**EXERCISE PROMPT**
Change every occurrence of "queued for labeling" in the records to "scheduled for annotation", then reproduce the records with nothing else altered.

(Entries for bounding box labeling)

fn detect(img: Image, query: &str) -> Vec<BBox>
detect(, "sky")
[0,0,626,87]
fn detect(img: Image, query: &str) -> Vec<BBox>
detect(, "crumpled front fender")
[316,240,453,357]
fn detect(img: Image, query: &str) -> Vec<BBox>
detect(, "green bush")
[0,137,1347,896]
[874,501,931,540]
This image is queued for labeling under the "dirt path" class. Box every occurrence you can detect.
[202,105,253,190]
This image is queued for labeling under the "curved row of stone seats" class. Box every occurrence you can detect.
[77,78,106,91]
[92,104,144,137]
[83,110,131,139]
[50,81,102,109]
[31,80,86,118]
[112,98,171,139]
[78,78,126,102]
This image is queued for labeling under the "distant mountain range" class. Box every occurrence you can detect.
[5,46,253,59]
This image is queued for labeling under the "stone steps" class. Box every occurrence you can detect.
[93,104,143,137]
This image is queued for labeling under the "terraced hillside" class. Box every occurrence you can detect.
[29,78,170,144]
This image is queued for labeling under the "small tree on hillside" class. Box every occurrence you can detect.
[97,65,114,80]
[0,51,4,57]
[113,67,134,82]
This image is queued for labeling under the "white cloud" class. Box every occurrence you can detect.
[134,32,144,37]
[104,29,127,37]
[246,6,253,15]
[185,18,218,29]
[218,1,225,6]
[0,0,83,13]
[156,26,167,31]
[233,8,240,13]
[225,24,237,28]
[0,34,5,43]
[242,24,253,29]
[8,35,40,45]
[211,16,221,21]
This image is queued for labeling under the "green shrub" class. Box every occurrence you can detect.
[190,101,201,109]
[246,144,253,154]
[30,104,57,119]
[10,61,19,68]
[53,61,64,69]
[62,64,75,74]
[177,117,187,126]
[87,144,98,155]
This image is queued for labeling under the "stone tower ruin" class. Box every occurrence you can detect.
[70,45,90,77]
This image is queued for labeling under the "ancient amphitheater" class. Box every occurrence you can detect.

**TASK SOLUTION**
fn detect(img: Image, query: &str) -> Vec<BBox>
detect(, "sky")
[0,0,626,87]
fn detect(img: Image, query: &str) -> Vec<BBox>
detect(, "crumpled front fender")
[316,240,453,357]
fn detect(img: Image, query: &str) -> Vec<BBox>
detect(, "green bush")
[0,137,1347,896]
[874,501,931,540]
This image is scheduled for annotation under the "dirt path" class. Box every occurrence you can detect.
[202,105,253,190]
This image is scheduled for annotation under the "curved row of stone seats" class. Box every occurrence you can detect.
[77,78,106,91]
[92,104,144,137]
[83,110,131,139]
[50,81,102,109]
[31,80,86,118]
[112,98,171,139]
[78,78,126,102]
This image is scheduled for annotation under the "distant mountain range" class. Box every occurrence you can detect.
[5,46,253,59]
This image is scheduled for annotation under the "stone steps" class. Box every occurrence you can detect.
[93,104,143,137]
This image is scheduled for annotation under the "terraced hillside" class. Box every occurrence you can detect.
[29,78,170,144]
This image is scheduled for annotation under the "small tree on hillside" class. Box every occurrence you can detect.
[97,65,114,80]
[0,51,4,57]
[113,67,134,82]
This image is scheduled for annotation under the "white cloud" class. Box every occurrence you can detect.
[134,32,144,37]
[104,29,127,37]
[246,6,253,15]
[185,18,218,29]
[218,1,225,6]
[0,0,83,13]
[156,26,167,31]
[233,8,240,13]
[225,24,237,28]
[0,34,5,43]
[242,24,253,29]
[8,35,40,45]
[211,16,221,21]
This image is scheduled for annotation under the "green shrub" class. Box every occurrence you can detect.
[190,101,201,109]
[246,144,253,154]
[30,104,57,119]
[10,61,19,68]
[53,61,64,69]
[62,64,75,74]
[177,117,187,126]
[87,144,98,155]
This image is scheduled for annotation under the "stone tower ruin" class. Box every occurrence you can detect.
[70,45,90,77]
This image is scheduled for annotation under the "ancient amphitheater" class. Box every occurrence you can detect.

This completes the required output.